TEXT EXCERPT:

════════════════

Europe, along with the Tatras, had its hottest year

2020 was among the five hottest in Slovakia's recorded history.

Lomnický Štít peak Lomnický Štít peak (Source: Jana Liptáková)

2020 became one of the top three hottest years on the global level over the past 140 years.

The year had a deviation of 1.2 degrees in comparison with seasons during the second half of the 19th century. This information was reported by the World Meteorological Organisation (WMO).

“In Slovakia, 2020 was, according to most meteorological stations, the fifth or sixth-hottest year of all time,” climatologist Pavel Faško from the Slovak Hydrometeorological Institute (SHMÚ) told the TASR newswire.

“The only exception is the Lomnický Štít peak, where 2020 became the hottest year of all time in its history of measurements,” he added.

Europe faced its hottest year

As the SMHÚ stated on its website, the WMO published its annual report about the status of global and regional climate for the year 2020 at the end of April. It was made together with the European platform Copernicus.

════════════════

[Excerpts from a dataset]
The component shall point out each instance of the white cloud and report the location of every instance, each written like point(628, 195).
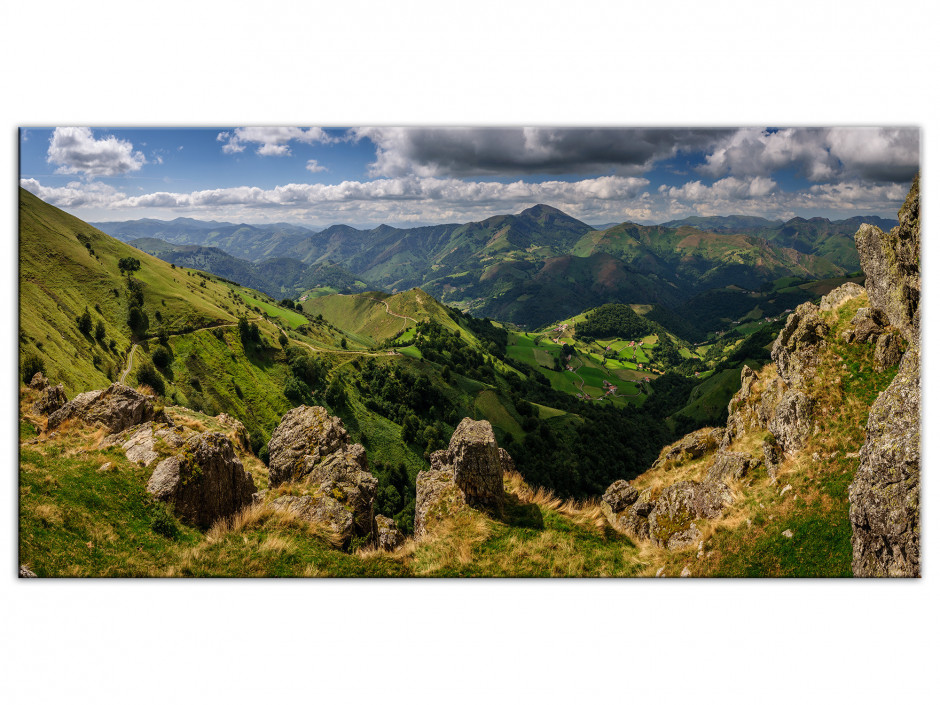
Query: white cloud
point(76, 151)
point(272, 141)
point(830, 154)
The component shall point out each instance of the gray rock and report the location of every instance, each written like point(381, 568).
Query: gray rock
point(52, 399)
point(884, 498)
point(887, 351)
point(116, 408)
point(204, 482)
point(792, 423)
point(387, 535)
point(891, 262)
point(731, 466)
point(838, 296)
point(796, 349)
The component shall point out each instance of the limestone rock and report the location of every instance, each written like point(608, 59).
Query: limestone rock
point(891, 262)
point(475, 458)
point(884, 497)
point(140, 443)
point(52, 399)
point(838, 296)
point(240, 436)
point(731, 466)
point(691, 446)
point(116, 408)
point(387, 535)
point(795, 351)
point(792, 423)
point(887, 351)
point(773, 456)
point(436, 496)
point(204, 482)
point(324, 510)
point(867, 324)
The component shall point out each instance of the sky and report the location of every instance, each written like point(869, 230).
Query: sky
point(365, 176)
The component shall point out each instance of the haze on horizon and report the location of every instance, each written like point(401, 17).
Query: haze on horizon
point(415, 176)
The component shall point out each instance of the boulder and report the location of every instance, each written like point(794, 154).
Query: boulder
point(884, 497)
point(866, 325)
point(475, 458)
point(838, 296)
point(733, 466)
point(888, 351)
point(38, 382)
point(792, 423)
point(141, 443)
point(204, 482)
point(52, 399)
point(116, 408)
point(387, 535)
point(311, 449)
point(795, 351)
point(305, 437)
point(691, 446)
point(891, 262)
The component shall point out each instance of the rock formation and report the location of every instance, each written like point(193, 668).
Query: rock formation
point(50, 400)
point(311, 450)
point(468, 473)
point(116, 408)
point(204, 482)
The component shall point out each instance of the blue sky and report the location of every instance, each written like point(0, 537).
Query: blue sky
point(365, 176)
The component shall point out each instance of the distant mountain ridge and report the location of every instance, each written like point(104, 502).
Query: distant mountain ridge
point(531, 267)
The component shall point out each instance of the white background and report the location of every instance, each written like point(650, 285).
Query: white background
point(490, 63)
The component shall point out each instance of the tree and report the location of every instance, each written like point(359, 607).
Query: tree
point(128, 264)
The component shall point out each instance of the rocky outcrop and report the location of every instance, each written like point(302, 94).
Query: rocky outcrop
point(387, 535)
point(888, 351)
point(116, 408)
point(796, 349)
point(306, 437)
point(50, 400)
point(311, 449)
point(204, 482)
point(891, 262)
point(792, 422)
point(468, 473)
point(884, 497)
point(690, 447)
point(142, 444)
point(838, 296)
point(865, 326)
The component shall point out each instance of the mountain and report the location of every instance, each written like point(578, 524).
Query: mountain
point(249, 242)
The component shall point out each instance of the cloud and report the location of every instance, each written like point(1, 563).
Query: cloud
point(272, 141)
point(76, 151)
point(437, 152)
point(818, 154)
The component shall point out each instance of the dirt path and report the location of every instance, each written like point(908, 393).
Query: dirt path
point(130, 363)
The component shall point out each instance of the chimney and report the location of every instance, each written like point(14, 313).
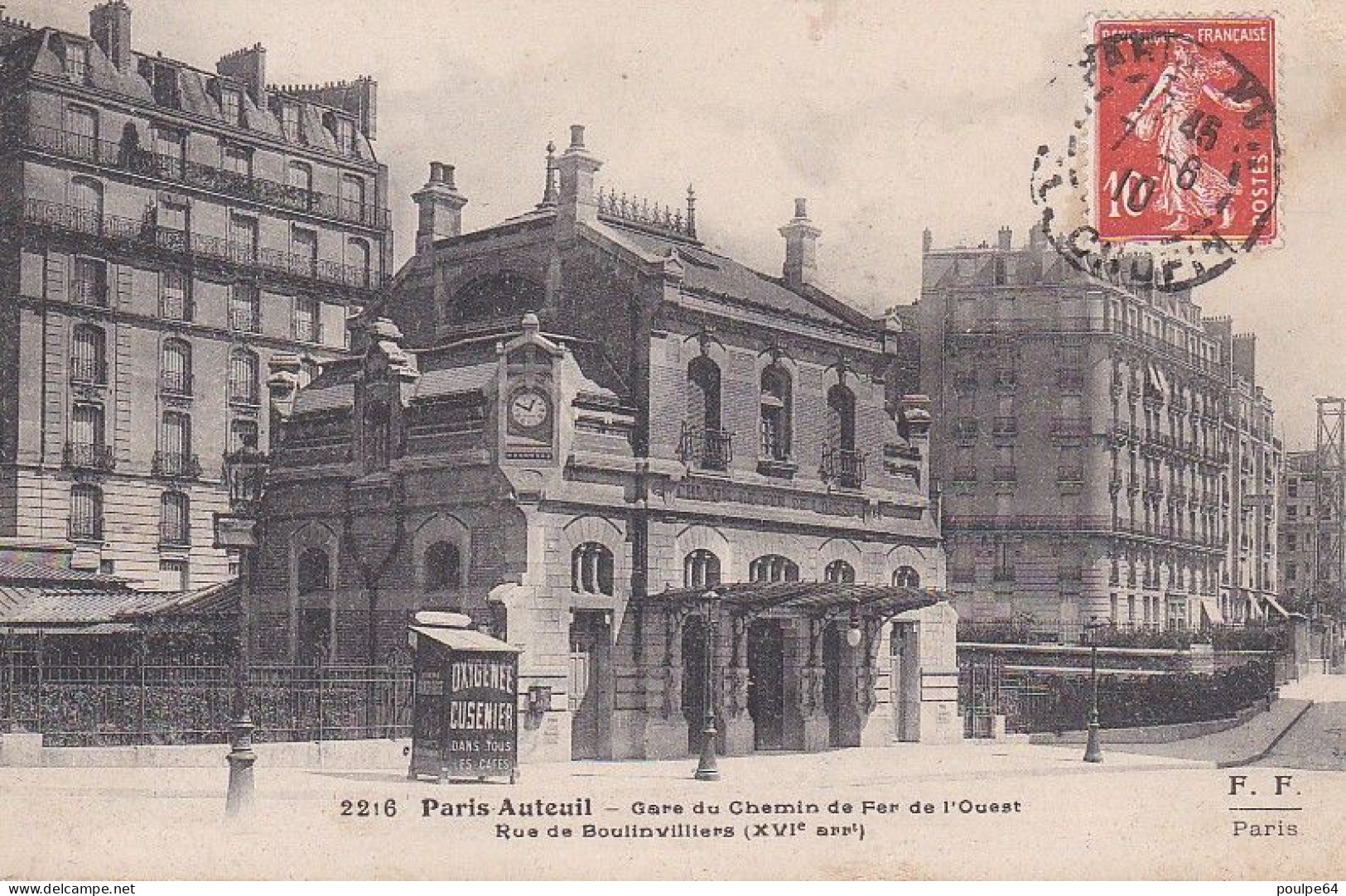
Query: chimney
point(248, 66)
point(441, 208)
point(577, 168)
point(109, 26)
point(801, 239)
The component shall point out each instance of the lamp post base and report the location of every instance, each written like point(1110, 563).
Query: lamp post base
point(241, 758)
point(707, 768)
point(1093, 751)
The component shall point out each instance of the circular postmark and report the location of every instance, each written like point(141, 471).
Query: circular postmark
point(1174, 167)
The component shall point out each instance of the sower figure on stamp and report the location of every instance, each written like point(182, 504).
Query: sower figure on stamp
point(1189, 189)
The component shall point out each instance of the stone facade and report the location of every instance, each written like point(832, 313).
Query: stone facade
point(591, 411)
point(1098, 447)
point(165, 234)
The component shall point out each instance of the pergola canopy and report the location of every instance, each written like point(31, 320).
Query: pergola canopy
point(807, 598)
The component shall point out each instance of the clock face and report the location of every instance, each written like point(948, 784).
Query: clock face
point(529, 409)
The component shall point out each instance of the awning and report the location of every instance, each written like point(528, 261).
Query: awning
point(1275, 605)
point(1210, 607)
point(809, 598)
point(465, 639)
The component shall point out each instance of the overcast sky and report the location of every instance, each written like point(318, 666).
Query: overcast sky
point(889, 118)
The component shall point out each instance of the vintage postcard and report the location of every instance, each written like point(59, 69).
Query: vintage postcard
point(592, 441)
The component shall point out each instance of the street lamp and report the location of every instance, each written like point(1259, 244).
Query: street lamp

════════════════

WHAT IS BEING ASKED:
Shorten the paragraph of the 2020 temperatures text that begins "The year had a deviation" and keep its main facts. Rely only on the text about 2020 temperatures when responding.

RESPONSE BOX:
The World Meteorological Organisation (WMO) reported that the year deviated by 1.2 degrees from seasons in the second half of the 19th century.